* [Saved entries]
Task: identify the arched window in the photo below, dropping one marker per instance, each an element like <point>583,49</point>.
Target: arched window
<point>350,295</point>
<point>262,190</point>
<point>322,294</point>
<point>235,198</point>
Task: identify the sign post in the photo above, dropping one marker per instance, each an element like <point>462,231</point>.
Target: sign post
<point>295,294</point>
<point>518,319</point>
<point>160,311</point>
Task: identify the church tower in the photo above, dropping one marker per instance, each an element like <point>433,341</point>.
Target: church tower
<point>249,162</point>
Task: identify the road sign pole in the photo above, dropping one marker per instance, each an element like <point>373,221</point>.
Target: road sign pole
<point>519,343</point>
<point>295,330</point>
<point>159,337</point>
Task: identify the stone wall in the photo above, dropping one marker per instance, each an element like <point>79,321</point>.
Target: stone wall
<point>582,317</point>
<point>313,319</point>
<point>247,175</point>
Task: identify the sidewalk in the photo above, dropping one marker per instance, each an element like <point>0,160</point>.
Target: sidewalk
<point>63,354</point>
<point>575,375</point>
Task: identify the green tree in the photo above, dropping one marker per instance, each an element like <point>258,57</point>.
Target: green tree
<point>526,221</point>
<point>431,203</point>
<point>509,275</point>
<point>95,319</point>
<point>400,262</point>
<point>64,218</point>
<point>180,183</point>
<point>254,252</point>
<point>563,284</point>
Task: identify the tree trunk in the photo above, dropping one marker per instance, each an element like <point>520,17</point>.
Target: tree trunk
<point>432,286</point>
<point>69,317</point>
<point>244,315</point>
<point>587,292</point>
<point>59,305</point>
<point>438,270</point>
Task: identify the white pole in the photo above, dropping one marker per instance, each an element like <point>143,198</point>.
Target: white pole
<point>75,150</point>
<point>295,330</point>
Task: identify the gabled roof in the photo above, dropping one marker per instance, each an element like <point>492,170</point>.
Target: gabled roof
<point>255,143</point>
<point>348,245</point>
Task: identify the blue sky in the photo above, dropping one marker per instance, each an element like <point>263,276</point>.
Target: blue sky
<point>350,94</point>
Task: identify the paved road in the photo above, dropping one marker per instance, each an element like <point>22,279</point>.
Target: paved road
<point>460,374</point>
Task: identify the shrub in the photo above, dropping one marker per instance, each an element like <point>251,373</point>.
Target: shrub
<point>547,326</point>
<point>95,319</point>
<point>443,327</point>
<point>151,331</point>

* [EXERCISE REQUIREMENTS]
Once a line of the records is found to contain "above", copy it out.

* [SOLUTION FOR THIS TASK]
Task: identify the sign post in the photo above, dropping one marker per instance, each an element like <point>462,231</point>.
Task: identify the church tower in the photo above, dropping one marker per instance, each an element like <point>433,341</point>.
Task: identify the road sign pole in the photo above, dropping one marker per instance, each an element like <point>373,221</point>.
Task: identify the stone wall in the photo above, dropping one marker per instance, each an element like <point>79,321</point>.
Task: identify the sidewalk in the photo above, dropping one marker per instance, each an element like <point>0,160</point>.
Task: identify the green tree in the photo above, dropping one marker per instance, each an element like <point>258,57</point>.
Task: identify the tree trunk in the photo above, dropping one marker per instance, each an element like <point>520,17</point>.
Task: identify the white pole in the photo above, dropping one marker per instance, each an element like <point>143,198</point>.
Task: identify the gabled roof in the photo above, dropping one marker per instance, each an element like <point>492,170</point>.
Task: identify the blue sky in the photo above, dropping one marker per instance, each an element like <point>263,276</point>.
Task: identify the paved road in the photo above, dropping one marker per instance, each an element like <point>22,279</point>.
Task: identify the shrub in the photo above, dropping one marker per instance, each an element like <point>251,373</point>.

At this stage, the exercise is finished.